PAGE -

-- BEGIN --

# Cargo trailer to goat trailer. Suggestions???



## Dani-1995 (Mar 11, 2011)

We may be getting a small cargo trailer to turn into a goat trailer. Any ideas? 

I want a rack to hang my stand on and was thinking maybe closing in the front part and putting all my grooming supplies and what not up there then the goats can have the rest. 

Does anyone have suggestions for vents or storage or anything else??


----------



## ksalvagno (Oct 6, 2009)

If you are doing things yourself, you could always put a window with a screen in. If you put vents in (which you really need), put ones in that you can close or open. I would also put rubber mats on the floor.


----------



## Dani-1995 (Mar 11, 2011)

It will definitely have vents. Most of.my shows are during hot weather. I'm even considering fans. My dad is an electrician so he can put them in at cost. I'm looking.for.design ideas. The rubber mates are.a good idea!


----------



## xymenah (Jul 1, 2011)

You could put a couple stalls on each side and an isle way with a storage stall at the end if its wide enough. Remember the goats don't have to be facing the isle way they would be facing forward too if you put the gates in the right area. What are the dimensions?

-- END --

Answer these questions about the goat trailer thread:
1. What does ksalvagno suggest putting on the trailer floor?
2. What is the occupation of Dani-1995's dad?
3. What does xymenah suggest putting at the end of the aisle?

DATA EXCERPT -
-- BEGIN --

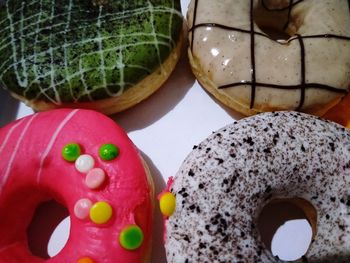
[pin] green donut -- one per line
(72, 51)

-- END --

RESULT OF THE TASK -
1. Rubber mats.
2. He is an electrician.
3. A storage stall.